[start of Raw records]

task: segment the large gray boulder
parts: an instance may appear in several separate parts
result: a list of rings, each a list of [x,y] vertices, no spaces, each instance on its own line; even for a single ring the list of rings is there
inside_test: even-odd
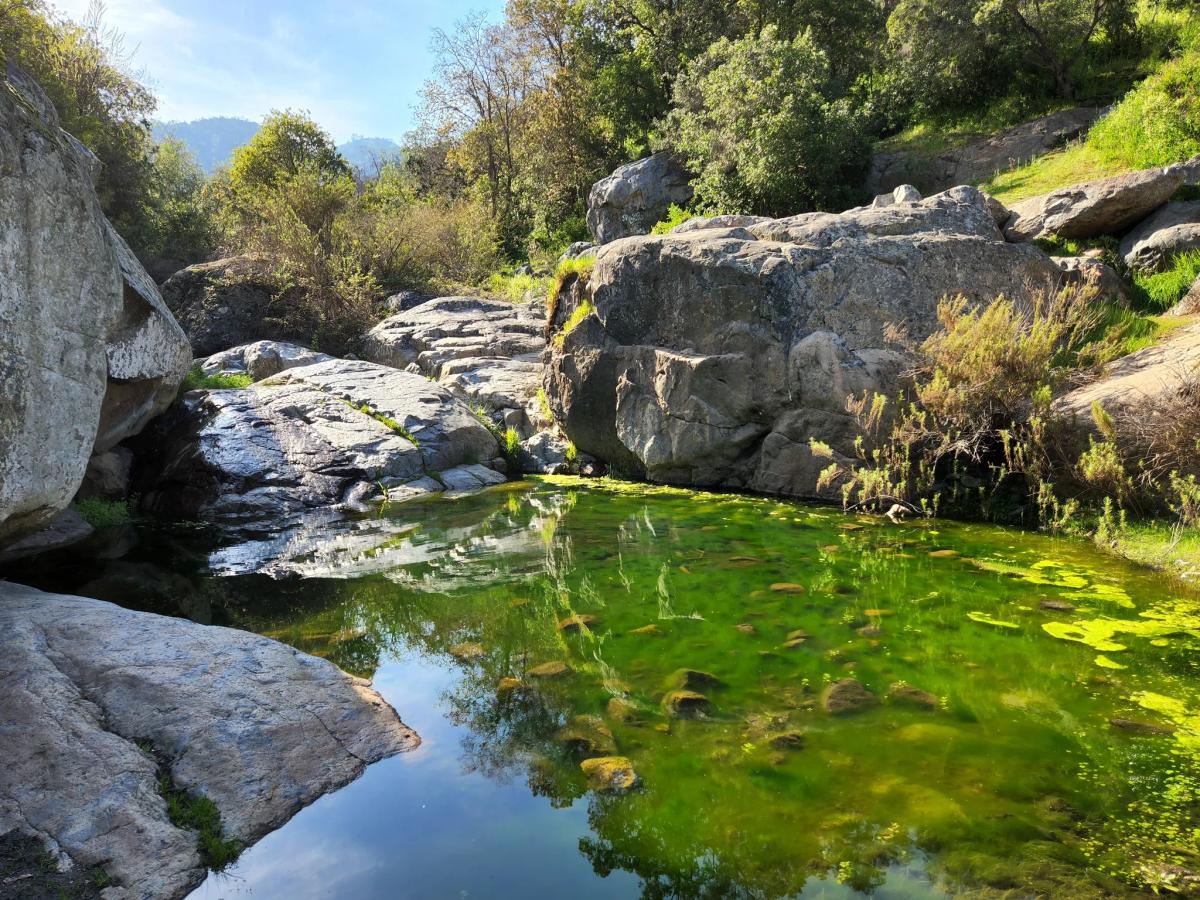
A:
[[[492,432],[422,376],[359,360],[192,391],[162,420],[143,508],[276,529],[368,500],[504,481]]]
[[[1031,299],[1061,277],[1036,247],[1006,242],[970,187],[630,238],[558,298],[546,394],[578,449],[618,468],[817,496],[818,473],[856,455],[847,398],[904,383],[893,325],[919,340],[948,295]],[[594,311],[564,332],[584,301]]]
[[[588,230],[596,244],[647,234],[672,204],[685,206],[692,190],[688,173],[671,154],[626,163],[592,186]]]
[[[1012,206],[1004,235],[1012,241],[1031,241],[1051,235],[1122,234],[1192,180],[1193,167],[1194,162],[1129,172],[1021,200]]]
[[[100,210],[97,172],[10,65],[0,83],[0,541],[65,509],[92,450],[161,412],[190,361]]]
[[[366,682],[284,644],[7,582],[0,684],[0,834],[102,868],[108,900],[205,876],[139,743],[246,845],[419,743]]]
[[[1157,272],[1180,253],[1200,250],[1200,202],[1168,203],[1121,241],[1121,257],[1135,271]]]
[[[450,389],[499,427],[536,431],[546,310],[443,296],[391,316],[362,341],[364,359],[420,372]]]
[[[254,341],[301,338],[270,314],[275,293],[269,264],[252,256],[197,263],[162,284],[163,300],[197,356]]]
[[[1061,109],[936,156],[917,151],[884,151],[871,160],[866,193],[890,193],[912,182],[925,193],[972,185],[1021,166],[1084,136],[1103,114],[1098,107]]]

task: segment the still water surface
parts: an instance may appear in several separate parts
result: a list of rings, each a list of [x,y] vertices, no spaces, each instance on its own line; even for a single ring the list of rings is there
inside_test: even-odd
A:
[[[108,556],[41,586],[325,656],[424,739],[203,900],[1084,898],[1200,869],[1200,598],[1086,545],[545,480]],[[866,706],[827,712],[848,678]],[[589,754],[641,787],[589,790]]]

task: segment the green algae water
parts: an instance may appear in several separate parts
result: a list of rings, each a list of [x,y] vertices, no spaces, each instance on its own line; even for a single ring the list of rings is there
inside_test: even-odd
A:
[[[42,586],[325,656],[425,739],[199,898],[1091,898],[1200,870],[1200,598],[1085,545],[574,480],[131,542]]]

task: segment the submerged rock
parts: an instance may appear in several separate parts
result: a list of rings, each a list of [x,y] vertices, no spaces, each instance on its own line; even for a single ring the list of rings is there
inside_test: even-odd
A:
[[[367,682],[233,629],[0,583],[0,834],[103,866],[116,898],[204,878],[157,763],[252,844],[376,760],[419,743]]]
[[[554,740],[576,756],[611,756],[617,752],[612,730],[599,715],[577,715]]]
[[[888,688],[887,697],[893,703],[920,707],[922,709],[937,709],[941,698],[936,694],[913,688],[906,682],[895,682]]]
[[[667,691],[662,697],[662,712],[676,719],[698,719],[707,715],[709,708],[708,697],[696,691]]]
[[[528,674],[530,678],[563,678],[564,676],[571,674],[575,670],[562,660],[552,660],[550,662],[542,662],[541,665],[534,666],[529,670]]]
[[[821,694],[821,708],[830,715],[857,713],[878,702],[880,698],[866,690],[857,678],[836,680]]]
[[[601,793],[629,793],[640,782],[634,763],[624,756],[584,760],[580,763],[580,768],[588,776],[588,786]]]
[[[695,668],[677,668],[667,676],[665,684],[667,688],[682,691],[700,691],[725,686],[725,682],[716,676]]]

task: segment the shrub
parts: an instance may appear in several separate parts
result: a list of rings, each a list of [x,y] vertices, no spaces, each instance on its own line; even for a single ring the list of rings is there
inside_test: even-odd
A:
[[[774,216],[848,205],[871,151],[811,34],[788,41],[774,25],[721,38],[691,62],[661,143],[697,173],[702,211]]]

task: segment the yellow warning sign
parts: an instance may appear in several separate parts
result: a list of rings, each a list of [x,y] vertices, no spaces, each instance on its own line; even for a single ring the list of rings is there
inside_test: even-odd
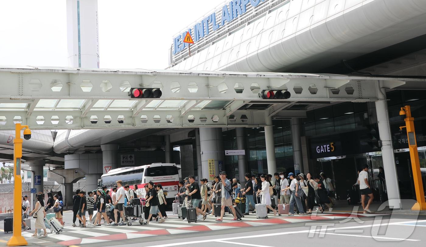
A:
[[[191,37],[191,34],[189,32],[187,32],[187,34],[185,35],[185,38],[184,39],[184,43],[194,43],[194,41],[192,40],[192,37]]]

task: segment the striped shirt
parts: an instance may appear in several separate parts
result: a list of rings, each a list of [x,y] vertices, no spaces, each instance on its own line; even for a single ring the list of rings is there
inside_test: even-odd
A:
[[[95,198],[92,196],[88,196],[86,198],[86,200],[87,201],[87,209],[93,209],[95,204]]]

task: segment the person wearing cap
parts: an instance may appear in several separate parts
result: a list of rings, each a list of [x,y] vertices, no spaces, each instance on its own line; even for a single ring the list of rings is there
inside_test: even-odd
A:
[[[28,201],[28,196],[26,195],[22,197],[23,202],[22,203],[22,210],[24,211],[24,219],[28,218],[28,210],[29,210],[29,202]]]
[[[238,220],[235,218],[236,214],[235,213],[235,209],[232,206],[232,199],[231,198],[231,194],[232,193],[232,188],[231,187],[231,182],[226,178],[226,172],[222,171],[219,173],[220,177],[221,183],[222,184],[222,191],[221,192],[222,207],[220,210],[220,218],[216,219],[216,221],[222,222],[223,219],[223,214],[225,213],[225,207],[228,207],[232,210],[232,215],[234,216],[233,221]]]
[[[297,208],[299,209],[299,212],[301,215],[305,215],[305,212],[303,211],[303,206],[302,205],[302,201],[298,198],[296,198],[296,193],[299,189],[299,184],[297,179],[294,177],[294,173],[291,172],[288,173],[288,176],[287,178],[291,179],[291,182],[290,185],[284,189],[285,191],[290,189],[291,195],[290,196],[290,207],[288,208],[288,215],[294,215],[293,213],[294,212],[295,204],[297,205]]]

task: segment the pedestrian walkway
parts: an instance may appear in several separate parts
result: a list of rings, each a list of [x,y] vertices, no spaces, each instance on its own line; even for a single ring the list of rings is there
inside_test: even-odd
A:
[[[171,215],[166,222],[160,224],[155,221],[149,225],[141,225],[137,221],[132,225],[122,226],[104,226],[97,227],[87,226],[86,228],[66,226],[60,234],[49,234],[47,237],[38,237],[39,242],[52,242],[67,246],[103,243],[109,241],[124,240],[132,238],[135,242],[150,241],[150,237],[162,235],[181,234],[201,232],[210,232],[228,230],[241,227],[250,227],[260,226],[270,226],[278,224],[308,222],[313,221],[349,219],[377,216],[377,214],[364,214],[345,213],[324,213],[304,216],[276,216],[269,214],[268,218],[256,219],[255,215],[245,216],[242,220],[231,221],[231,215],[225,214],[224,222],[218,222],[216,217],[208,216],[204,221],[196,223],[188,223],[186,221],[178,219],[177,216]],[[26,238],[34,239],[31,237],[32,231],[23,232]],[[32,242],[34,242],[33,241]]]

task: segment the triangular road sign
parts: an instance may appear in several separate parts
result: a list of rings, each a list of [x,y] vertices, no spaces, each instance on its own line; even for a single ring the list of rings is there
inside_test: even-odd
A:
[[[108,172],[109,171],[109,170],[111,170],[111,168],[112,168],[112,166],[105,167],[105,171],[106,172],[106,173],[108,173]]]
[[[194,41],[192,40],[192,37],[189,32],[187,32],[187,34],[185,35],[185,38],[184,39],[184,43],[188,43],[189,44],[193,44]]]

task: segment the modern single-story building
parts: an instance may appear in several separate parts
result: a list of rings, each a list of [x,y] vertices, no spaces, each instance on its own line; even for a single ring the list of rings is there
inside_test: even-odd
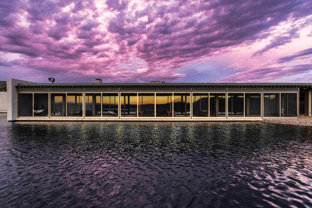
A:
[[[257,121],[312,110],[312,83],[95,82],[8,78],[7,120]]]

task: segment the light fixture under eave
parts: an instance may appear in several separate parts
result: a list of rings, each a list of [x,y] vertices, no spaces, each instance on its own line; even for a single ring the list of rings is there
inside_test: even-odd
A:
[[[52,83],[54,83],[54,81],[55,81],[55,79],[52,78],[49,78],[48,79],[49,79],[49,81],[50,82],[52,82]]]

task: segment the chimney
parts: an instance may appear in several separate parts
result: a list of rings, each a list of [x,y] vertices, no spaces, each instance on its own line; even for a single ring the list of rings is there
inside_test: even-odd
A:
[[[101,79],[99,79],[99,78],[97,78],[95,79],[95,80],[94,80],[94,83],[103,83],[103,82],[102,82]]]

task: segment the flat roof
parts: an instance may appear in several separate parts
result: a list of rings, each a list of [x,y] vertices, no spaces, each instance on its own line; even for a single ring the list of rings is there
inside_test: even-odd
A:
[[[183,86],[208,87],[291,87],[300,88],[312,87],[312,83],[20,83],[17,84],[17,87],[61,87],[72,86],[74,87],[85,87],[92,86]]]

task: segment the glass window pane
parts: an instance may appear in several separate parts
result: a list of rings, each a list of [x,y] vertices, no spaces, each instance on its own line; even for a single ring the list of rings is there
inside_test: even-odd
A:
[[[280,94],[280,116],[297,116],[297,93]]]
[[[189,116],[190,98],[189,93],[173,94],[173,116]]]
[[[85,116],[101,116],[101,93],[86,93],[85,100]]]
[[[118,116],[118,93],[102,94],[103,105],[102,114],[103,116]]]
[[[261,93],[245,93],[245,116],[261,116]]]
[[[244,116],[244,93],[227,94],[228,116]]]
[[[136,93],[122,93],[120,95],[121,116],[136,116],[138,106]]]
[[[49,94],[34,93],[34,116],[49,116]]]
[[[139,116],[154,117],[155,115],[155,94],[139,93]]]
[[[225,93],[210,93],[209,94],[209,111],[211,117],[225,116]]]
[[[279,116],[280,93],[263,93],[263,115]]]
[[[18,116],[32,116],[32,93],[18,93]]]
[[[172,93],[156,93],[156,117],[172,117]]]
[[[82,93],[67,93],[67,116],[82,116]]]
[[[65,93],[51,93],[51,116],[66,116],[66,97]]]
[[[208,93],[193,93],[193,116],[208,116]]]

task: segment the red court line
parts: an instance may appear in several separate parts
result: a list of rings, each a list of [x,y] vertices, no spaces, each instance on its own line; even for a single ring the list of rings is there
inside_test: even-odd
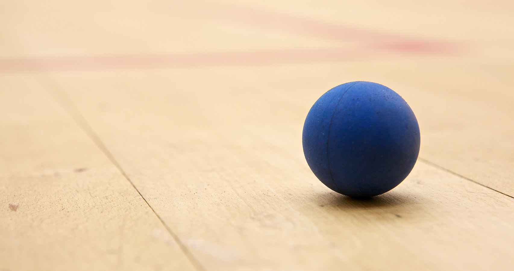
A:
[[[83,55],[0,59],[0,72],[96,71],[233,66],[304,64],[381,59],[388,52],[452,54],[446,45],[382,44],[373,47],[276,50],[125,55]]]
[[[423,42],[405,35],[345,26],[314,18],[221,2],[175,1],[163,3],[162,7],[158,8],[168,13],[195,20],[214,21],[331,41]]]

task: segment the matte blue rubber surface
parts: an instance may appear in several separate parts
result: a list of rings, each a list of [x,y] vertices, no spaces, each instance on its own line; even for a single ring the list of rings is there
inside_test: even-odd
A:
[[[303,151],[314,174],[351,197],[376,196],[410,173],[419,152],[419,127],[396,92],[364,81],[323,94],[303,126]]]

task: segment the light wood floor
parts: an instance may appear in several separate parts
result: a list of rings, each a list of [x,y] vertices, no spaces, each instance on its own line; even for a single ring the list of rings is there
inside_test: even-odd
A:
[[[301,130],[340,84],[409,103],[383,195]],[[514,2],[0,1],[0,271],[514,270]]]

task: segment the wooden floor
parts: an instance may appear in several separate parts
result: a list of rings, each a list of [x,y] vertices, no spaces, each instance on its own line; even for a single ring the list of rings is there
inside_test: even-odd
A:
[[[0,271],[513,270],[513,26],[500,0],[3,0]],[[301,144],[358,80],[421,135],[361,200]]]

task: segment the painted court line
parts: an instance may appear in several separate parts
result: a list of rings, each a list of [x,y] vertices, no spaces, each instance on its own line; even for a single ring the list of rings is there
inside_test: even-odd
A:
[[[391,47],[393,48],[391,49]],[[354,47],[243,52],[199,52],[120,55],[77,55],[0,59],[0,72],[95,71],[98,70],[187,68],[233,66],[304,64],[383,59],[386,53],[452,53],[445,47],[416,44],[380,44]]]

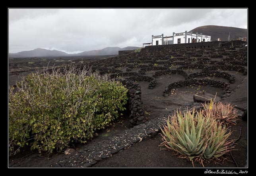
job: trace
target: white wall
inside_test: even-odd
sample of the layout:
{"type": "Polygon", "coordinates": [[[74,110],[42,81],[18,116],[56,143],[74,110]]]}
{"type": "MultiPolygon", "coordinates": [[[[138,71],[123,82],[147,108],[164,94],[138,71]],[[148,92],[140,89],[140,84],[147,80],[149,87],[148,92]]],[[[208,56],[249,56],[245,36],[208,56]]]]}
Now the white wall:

[end of Raw records]

- What to work on: Update the records from the line with "task: segment the glass window pane" up to and including the line with "[[[280,94],[280,116],[297,116],[297,93]]]" so that "disconnected parts" stands in place of "separate parts", leaving everything else as it is, and give back only those lines.

- Solution for this problem:
task: segment the glass window pane
parts: an instance may appear in several disconnected parts
result: a list of rings, each a list of [x,y] vertices, no spaces, each instance on its own line; even for a single ring the list of rings is there
inside_test: even-odd
A:
[[[280,94],[280,116],[297,116],[297,93]]]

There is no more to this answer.